** Start of Records supplied **

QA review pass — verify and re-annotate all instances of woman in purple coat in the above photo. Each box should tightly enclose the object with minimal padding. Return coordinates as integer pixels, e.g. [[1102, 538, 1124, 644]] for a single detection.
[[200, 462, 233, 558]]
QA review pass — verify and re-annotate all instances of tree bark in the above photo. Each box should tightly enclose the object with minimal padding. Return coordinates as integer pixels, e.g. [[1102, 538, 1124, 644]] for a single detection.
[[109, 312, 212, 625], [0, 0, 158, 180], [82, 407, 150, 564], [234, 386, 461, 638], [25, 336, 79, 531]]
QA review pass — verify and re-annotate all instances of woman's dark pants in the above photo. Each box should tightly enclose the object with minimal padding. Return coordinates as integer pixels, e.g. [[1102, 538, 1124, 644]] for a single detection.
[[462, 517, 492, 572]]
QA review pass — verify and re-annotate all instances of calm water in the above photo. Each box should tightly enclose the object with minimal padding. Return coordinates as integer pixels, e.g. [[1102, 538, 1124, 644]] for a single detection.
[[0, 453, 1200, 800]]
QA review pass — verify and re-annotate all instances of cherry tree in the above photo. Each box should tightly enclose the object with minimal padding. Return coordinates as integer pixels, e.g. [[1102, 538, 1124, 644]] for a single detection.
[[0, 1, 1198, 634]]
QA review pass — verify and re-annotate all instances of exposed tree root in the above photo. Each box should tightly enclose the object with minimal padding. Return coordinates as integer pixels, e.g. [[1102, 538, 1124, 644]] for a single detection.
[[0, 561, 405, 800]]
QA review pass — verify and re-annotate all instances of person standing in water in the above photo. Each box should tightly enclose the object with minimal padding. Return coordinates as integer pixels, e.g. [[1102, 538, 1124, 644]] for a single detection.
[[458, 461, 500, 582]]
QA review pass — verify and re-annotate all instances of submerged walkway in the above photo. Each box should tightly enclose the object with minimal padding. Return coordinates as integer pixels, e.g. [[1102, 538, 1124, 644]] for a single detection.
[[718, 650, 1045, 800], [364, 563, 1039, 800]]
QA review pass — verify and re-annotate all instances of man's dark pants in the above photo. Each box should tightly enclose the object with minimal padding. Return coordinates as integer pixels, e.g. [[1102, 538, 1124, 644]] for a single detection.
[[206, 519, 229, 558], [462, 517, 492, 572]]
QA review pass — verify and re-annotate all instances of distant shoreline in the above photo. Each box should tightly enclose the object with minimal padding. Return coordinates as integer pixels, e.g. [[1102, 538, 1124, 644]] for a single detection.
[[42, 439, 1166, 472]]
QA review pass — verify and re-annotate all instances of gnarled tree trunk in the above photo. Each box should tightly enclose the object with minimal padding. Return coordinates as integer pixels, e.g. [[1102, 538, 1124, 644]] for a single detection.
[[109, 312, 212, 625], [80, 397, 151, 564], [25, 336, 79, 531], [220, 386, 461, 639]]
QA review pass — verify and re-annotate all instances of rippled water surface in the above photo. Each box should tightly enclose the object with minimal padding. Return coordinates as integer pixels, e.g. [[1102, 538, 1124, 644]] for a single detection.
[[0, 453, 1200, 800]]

** End of Records supplied **

* Short exercise: Each line of the material above needs to be quoted exactly, please.

* Answer to the task:
QA review pass — verify and re-annotate all instances of woman in purple coat in the above photo. Each box should tightly enclose the object with minimal padding. Return coordinates as integer pixels, e.g. [[1102, 538, 1124, 644]] for a single detection.
[[200, 462, 233, 558]]
QA review pass — verify and re-annotate all instances of tree bark in the above photo. Each box should tightly enclose the object with minimal padding. Return coordinates as integer pixels, e.g. [[1102, 538, 1124, 644]] for a single detection.
[[109, 312, 212, 625], [0, 0, 158, 180], [82, 407, 150, 564], [234, 386, 461, 638], [25, 336, 79, 531]]
QA review pass — verify and re-annotate all instances of woman's dark pants in the above photo. Each box should tightly enclose the object with minimal padding. Return coordinates as integer pixels, e.g. [[1102, 538, 1124, 644]] for a single detection.
[[462, 517, 492, 572]]
QA review pass — verify and re-annotate all instances of calm water in the above photo. Each box should tightly enclose the object with minimal padding. Return coordinates as integer pixels, e.g. [[1102, 538, 1124, 644]] for a single detection.
[[0, 453, 1200, 800]]
QA review pass — verify and re-annotate all instances of cherry tree in the above photo. Each box should tightly enclose the object with minimal padding. Return coordinates as integer pixels, e.g. [[1102, 538, 1124, 644]] for a single detection.
[[0, 1, 1198, 634]]
QA review pass — verify and re-annotate all instances of exposed tree root in the above photo. Each box should tightly enclose the object with minimal padding. Return coordinates as integer pixels, e.g. [[1102, 538, 1124, 644]] for a single detection.
[[0, 561, 405, 800]]
QA review pass — verify and re-annotate all instances of person standing in water in the above photo. Each box should tightly enclose the object with minimal padding. Return coordinates as integer pixels, e.g. [[1102, 538, 1124, 644]] for a single detection.
[[458, 461, 500, 582]]
QA review pass — verify and re-annotate all instances of submerged walkway in the above photo. Each box should tightly enclose the object with minimal padding. Return coordinates as integer pixels, e.g. [[1102, 538, 1124, 644]] for a single detection.
[[718, 650, 1045, 800], [364, 563, 1039, 800]]
QA review pass — verify and re-annotate all instances of man's dark pants in the above photo. Each box should tightly enclose the object with minimal padding. Return coordinates as integer pixels, e.g. [[1102, 538, 1124, 644]] for a single detection.
[[206, 519, 229, 558], [462, 517, 492, 572]]
QA review pass — verify and re-annotate all instances of distant shoreline in the above photo. Each box should tightly enclose the object with minimal padding. Return coordinates as integer pixels, e.g. [[1102, 538, 1124, 644]] for a single detection.
[[42, 439, 1166, 472]]
QA review pass — verify and re-annotate all instances of gnarled tree trunk in the above photo. Each box should tightly enclose the object with minimal padding. Return coordinates as integer pixels, e.g. [[1102, 538, 1124, 644]] for a single detection.
[[109, 312, 212, 625], [80, 397, 151, 564], [25, 336, 79, 531], [220, 386, 461, 639]]
QA review pass — verify and re-annotate all instances of rippled water surface in the above photo. Each box should tightly enclose the object with minimal padding. Return coordinates as integer pixels, e.g. [[1102, 538, 1124, 644]] for a single detection.
[[0, 453, 1200, 800]]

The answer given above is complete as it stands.